ENTRIES SHOWN:
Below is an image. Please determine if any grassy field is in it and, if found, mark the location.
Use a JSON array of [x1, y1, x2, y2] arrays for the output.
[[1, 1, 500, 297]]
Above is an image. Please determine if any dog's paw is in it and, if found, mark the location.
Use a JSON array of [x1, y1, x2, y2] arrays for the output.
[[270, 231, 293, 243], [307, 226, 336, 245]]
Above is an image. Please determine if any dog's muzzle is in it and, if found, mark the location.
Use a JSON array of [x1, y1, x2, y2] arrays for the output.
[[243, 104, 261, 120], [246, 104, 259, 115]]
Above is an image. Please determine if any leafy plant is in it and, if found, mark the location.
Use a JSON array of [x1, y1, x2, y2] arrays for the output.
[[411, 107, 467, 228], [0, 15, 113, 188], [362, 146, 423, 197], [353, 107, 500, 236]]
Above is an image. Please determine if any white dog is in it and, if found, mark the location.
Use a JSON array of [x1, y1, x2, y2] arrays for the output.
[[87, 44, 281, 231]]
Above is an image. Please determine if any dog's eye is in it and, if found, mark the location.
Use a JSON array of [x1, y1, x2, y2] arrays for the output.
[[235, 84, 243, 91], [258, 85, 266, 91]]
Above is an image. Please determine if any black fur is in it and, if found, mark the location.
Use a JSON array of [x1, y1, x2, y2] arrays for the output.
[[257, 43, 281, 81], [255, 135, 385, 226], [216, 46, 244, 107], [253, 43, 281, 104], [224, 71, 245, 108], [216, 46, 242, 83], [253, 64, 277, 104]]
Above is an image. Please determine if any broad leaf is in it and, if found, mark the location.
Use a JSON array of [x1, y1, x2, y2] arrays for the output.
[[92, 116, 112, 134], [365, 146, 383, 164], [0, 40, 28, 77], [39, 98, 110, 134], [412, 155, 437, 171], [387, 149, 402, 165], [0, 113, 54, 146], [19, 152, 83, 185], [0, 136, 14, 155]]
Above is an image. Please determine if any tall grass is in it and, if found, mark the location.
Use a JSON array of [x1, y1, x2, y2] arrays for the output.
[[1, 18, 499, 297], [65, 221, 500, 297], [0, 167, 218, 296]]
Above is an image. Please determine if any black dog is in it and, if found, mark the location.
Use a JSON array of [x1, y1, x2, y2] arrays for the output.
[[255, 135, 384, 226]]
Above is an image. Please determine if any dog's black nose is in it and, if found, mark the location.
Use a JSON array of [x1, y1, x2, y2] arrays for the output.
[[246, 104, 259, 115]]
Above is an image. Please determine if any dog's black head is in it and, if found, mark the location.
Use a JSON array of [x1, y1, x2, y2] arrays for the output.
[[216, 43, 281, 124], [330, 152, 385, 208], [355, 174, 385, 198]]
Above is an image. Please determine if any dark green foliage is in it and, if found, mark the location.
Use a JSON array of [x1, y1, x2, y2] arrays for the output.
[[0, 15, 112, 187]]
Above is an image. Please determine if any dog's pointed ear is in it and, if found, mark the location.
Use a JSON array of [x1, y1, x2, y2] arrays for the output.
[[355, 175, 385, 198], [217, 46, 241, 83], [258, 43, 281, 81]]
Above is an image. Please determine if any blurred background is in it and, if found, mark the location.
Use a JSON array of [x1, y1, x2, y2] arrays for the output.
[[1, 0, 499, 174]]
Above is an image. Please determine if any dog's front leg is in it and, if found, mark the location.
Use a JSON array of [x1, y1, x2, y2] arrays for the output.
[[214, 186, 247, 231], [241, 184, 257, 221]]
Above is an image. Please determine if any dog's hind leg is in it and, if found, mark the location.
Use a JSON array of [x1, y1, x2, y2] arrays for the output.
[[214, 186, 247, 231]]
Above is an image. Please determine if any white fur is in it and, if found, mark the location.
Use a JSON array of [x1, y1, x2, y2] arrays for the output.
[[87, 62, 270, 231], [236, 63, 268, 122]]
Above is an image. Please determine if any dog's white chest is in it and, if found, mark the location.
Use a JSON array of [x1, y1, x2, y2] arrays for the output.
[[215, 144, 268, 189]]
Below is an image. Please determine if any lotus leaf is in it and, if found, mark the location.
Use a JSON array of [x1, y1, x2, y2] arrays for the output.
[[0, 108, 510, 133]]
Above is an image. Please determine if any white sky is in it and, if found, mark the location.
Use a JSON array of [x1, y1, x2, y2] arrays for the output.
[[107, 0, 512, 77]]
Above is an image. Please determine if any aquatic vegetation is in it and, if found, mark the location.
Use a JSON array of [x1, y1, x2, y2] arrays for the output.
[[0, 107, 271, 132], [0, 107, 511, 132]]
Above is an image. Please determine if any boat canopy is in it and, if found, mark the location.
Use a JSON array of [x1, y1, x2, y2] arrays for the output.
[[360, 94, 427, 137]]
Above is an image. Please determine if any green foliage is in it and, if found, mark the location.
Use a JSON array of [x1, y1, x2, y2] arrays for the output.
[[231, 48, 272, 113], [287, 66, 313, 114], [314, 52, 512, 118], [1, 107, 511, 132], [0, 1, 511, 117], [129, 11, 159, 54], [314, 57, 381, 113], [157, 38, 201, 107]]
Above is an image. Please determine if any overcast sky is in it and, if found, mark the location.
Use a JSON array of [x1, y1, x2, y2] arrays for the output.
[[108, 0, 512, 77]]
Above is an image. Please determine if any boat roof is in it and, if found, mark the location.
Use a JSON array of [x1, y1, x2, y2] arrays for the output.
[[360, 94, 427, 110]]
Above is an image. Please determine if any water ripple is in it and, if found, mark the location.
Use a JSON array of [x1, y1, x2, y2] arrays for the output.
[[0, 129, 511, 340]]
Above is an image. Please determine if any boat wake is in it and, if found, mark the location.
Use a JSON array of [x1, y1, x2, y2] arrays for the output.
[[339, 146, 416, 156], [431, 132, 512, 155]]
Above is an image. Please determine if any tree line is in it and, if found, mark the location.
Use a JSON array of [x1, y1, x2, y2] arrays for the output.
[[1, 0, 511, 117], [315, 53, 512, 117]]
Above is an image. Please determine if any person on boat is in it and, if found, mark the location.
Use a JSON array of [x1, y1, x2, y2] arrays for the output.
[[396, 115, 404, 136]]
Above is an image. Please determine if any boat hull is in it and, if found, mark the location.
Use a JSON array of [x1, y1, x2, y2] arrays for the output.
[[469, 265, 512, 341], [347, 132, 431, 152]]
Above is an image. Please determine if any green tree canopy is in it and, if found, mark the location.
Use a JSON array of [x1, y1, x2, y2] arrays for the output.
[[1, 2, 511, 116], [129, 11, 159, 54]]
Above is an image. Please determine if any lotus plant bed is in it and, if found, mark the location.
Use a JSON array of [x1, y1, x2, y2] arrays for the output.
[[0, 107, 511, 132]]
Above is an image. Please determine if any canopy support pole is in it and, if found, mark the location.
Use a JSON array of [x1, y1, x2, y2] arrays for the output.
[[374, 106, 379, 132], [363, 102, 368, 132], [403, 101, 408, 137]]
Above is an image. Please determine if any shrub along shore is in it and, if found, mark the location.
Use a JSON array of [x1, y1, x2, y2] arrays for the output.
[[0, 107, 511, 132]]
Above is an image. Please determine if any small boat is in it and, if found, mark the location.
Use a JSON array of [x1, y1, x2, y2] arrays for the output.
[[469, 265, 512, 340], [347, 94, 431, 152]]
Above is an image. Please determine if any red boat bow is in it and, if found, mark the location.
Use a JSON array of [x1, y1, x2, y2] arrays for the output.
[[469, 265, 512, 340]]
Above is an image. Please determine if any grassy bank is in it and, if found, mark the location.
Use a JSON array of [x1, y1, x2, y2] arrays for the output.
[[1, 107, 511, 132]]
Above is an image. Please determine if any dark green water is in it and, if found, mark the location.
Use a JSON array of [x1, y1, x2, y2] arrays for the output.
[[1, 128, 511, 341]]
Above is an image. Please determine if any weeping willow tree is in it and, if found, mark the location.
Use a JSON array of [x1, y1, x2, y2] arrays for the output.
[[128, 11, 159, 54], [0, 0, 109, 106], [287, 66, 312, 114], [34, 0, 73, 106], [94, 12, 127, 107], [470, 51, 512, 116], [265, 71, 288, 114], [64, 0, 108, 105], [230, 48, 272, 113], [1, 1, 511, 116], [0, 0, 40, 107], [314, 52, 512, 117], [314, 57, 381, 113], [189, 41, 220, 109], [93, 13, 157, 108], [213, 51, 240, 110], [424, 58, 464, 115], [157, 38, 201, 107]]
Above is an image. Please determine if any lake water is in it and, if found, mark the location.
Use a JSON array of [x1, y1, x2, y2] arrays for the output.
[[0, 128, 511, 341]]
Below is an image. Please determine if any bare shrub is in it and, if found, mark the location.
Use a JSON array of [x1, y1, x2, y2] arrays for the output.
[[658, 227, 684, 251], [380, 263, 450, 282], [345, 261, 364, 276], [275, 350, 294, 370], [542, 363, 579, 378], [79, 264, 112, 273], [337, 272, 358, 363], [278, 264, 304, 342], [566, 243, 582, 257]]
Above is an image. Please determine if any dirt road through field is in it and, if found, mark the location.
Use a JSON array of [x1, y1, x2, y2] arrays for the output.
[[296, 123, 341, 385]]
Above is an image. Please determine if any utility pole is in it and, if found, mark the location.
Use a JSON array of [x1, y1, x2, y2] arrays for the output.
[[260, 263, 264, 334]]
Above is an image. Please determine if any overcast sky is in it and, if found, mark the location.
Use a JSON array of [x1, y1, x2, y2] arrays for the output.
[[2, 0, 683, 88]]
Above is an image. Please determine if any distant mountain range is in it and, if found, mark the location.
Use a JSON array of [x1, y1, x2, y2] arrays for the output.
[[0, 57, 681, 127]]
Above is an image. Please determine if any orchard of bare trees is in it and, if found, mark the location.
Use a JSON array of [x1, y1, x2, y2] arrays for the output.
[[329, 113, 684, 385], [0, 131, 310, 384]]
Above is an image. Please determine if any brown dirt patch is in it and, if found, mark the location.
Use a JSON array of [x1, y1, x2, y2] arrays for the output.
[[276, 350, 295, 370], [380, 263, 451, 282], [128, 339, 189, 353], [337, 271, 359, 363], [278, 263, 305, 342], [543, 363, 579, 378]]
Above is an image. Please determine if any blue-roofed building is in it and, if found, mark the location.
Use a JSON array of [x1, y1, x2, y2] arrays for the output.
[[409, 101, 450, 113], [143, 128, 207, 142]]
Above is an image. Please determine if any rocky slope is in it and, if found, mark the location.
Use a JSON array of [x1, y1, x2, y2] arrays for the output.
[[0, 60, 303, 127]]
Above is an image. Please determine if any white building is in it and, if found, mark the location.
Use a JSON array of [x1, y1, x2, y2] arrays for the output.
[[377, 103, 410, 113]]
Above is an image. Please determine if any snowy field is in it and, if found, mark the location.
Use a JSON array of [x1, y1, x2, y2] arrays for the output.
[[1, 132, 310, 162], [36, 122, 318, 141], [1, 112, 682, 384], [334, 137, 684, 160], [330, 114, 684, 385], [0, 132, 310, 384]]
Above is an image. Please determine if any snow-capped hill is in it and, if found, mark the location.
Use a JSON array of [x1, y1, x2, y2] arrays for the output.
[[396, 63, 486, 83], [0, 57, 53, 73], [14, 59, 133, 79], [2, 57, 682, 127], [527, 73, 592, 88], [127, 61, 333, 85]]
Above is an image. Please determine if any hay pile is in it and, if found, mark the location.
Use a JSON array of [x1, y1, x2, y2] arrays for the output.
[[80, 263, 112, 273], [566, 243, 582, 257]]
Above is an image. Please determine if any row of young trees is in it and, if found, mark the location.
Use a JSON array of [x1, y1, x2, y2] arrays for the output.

EXERCISE INSTRUCTIONS:
Show every line of the material that includes the string "foliage".

COMPLETED EXERCISE:
Above is an image. Please determine if any dark green foliage is in it and, if found, mark the location.
Above is an image. Please determine if any green foliage is in it and, if found, mark the location.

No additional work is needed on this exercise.